§ What the exercise asks: Reproduce, word for word, the lines from the one containing "For inventory purposes, determine whether the light" through the one containing "360;128;484;148", both included.
* BEGIN Dataset records *
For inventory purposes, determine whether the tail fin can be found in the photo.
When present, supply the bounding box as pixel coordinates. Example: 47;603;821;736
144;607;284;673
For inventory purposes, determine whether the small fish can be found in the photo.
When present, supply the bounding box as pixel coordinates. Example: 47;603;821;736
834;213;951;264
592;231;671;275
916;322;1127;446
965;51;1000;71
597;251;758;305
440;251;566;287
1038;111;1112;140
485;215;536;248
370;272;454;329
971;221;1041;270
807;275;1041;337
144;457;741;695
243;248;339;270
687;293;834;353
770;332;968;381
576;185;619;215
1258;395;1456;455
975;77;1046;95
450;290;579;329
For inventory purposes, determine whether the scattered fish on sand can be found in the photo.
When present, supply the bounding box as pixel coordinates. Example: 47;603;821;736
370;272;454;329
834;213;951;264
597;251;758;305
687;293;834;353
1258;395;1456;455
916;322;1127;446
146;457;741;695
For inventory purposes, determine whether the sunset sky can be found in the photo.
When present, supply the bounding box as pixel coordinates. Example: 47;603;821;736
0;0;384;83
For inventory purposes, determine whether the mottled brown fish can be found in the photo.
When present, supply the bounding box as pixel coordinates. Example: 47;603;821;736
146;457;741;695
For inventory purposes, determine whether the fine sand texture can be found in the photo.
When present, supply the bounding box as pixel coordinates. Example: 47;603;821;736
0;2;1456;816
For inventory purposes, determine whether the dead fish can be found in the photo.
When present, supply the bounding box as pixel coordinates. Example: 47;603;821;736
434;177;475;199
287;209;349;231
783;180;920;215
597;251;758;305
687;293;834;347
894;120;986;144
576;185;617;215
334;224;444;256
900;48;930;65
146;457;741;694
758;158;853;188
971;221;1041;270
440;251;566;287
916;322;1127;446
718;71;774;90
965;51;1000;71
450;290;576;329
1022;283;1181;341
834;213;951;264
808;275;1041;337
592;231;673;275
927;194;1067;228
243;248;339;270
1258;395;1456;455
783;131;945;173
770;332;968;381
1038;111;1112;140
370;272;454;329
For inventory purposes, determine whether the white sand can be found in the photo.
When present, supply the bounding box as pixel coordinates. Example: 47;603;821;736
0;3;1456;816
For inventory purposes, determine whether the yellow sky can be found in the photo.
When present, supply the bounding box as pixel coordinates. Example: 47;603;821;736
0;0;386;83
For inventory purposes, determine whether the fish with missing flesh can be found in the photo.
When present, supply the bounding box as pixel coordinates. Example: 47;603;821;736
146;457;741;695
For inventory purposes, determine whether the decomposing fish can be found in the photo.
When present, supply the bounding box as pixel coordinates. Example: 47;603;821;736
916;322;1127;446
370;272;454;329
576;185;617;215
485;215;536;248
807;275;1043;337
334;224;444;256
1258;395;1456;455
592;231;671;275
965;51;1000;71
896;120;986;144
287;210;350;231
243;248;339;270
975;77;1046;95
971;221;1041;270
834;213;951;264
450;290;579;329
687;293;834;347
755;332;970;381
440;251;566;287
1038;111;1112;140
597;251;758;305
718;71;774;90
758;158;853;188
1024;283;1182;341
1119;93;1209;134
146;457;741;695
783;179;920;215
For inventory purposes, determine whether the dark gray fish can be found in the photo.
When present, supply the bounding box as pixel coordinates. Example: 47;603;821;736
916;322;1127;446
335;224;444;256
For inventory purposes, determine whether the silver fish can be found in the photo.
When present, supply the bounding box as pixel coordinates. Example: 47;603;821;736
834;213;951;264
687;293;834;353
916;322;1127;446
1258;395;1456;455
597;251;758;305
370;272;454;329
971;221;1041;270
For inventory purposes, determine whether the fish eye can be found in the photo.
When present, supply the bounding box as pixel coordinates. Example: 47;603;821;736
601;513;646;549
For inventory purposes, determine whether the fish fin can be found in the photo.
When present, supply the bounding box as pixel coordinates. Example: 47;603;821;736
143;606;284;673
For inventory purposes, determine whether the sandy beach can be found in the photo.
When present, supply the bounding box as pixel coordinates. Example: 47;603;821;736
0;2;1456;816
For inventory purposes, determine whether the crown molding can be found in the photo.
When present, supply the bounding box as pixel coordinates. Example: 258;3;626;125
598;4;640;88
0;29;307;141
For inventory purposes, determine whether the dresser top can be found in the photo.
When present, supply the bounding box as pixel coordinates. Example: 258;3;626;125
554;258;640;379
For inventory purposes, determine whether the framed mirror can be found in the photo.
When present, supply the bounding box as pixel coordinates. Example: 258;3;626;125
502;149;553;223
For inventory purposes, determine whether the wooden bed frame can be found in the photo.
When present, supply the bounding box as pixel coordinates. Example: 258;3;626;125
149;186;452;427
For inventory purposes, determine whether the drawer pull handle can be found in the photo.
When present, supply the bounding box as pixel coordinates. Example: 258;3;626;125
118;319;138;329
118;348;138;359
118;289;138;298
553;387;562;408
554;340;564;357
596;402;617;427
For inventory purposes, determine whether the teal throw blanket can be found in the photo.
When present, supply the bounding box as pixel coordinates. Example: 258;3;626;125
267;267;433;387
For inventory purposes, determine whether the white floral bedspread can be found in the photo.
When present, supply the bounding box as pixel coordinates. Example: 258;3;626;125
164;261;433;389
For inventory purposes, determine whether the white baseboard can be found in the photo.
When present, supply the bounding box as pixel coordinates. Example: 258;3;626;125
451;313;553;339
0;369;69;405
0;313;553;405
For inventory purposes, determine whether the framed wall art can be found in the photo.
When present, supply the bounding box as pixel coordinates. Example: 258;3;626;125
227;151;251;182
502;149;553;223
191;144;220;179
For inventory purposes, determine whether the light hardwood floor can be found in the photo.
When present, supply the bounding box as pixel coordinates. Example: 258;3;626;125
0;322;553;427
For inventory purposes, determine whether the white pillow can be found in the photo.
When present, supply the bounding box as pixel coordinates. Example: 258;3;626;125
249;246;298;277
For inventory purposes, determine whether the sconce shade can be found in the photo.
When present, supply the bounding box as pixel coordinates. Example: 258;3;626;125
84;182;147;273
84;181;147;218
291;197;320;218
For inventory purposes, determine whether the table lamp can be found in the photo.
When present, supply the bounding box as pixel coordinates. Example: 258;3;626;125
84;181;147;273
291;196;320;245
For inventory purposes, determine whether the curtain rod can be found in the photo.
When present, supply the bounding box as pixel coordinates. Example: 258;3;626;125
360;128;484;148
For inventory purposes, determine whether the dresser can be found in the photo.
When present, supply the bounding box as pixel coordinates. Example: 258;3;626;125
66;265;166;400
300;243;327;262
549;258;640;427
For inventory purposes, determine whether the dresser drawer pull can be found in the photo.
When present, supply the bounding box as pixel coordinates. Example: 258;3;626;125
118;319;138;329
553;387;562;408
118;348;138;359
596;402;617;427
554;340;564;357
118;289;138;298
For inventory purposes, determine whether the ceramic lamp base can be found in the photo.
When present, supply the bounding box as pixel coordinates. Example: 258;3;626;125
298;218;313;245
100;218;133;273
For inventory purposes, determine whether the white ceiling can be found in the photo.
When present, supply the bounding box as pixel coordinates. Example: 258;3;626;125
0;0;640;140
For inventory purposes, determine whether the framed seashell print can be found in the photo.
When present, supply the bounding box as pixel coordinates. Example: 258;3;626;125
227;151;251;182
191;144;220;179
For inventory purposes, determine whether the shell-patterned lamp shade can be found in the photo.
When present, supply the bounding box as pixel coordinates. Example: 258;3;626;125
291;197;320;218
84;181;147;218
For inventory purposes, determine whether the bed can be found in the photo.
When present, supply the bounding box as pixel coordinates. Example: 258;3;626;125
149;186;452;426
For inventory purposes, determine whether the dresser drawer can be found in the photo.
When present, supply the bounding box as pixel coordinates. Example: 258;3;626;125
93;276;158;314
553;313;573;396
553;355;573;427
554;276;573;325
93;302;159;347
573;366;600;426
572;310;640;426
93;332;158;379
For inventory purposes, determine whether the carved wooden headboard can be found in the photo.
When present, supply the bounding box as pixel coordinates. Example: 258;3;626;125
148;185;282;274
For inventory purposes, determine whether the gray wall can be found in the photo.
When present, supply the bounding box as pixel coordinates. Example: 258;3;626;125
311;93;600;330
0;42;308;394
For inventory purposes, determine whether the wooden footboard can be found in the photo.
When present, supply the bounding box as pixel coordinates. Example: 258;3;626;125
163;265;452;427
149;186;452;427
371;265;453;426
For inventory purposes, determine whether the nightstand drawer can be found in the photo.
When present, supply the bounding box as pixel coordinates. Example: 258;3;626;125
* END Dataset records *
§ Answer to this exercise:
For inventory purposes, determine whether the light hardwood floor can be found in the photo.
When present, supply the bounding box as pixel coordinates. Example: 258;3;626;125
0;322;553;427
For inventory purposes, determine whether the white pillow can be found in the photo.
When present, supply the bounding box as pixel coordinates. Example: 258;3;626;125
249;246;298;277
For inventory purposes, determine whether the sconce shade can be found in the photo.
When present, supply the bounding box as pixel coordinates. Example: 258;3;626;125
84;182;147;273
84;181;147;218
291;197;320;218
For inventory purposes, determine whether the table lamp can be found in the photo.
When present, supply the bounding box as pixel coordinates. Example: 258;3;626;125
84;181;147;273
291;196;320;245
For inventory purposes, determine whether the curtain rod can be found in the photo.
When present, supply the bounding box as pixel coordinates. Example: 258;3;626;125
360;128;484;148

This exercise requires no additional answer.